[Task instructions]: Pull every line containing "dark" from the data.

[Material to process]:
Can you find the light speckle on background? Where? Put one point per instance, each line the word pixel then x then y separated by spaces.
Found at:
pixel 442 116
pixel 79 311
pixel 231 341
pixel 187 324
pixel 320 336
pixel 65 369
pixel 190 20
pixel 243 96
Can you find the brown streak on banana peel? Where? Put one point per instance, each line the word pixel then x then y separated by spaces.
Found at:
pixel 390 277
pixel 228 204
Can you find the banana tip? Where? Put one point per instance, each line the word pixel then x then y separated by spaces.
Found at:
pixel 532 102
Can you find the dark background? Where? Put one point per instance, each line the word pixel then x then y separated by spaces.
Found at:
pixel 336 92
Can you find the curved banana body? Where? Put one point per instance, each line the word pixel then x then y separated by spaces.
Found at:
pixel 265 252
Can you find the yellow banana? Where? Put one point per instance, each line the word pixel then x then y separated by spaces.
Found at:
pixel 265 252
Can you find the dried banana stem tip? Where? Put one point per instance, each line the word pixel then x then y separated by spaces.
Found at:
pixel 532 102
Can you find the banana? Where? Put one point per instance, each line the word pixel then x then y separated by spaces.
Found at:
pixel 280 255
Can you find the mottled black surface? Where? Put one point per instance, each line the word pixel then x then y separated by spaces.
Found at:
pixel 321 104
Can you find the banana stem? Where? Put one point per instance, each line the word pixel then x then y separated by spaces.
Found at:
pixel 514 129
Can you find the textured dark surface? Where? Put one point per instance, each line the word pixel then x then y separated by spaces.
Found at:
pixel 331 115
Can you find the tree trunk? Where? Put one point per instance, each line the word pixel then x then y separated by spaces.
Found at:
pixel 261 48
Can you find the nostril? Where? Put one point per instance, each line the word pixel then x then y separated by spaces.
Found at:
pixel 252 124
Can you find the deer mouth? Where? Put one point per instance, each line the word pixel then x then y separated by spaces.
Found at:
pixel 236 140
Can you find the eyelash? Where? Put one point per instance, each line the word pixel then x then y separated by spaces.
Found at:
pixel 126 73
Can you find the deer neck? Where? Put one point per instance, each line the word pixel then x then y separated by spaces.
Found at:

[Answer space]:
Can you find the dark background? Where? Put one point per instance, each line the word pixel then x then y separated by spaces.
Can you find the textured dark surface? Where? Put one point per instance, each line the word pixel then x then y separated by spaces.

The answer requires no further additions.